Stored data entries:
########################################
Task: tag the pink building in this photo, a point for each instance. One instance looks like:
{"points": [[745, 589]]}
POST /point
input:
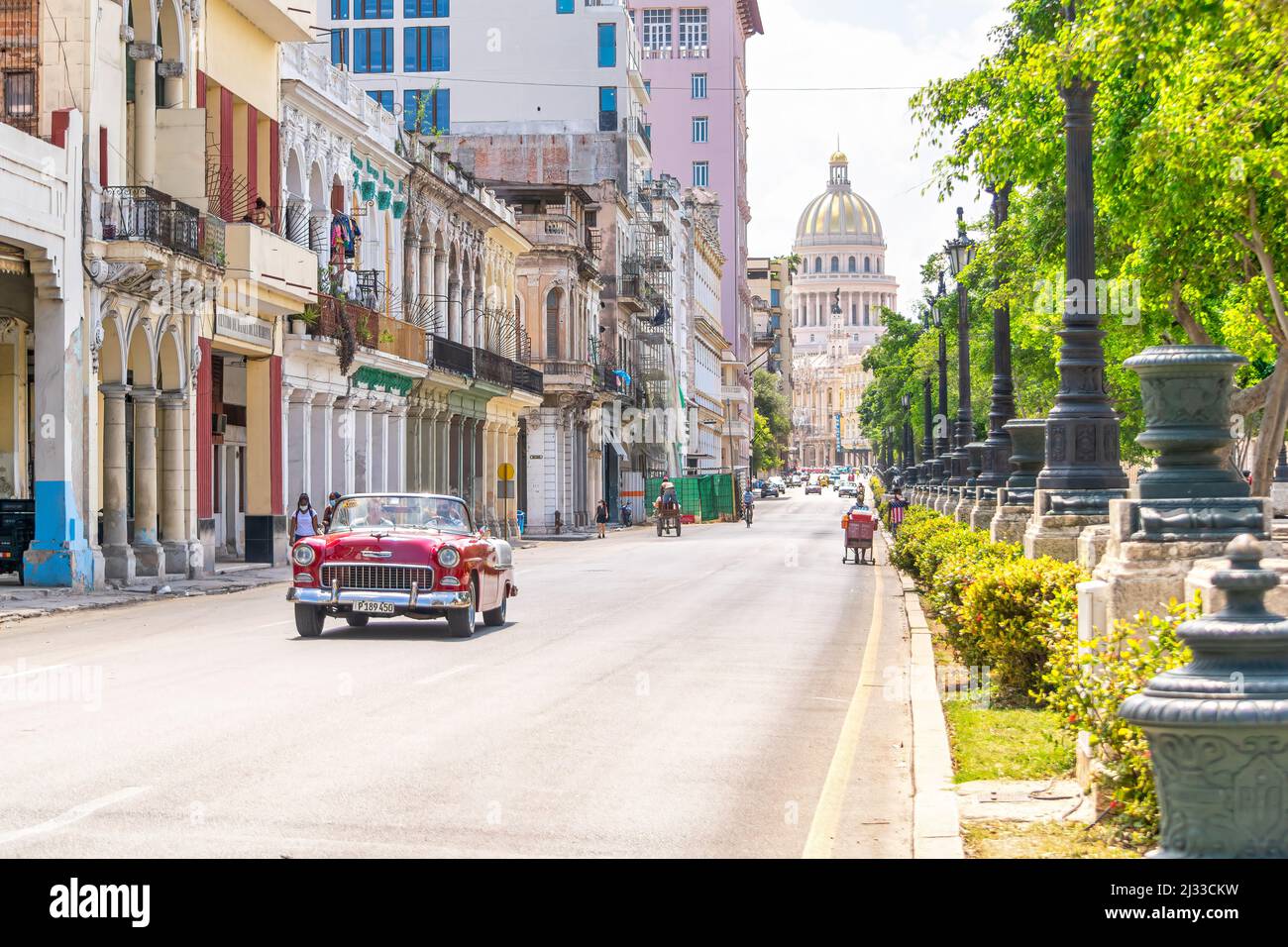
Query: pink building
{"points": [[695, 63]]}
########################################
Please output all the data exactly as given, with the pictures omitted.

Task: tag the pink building in this photo, a point for each instance. One instance looks like:
{"points": [[745, 589]]}
POST /point
input:
Query: pink building
{"points": [[695, 63]]}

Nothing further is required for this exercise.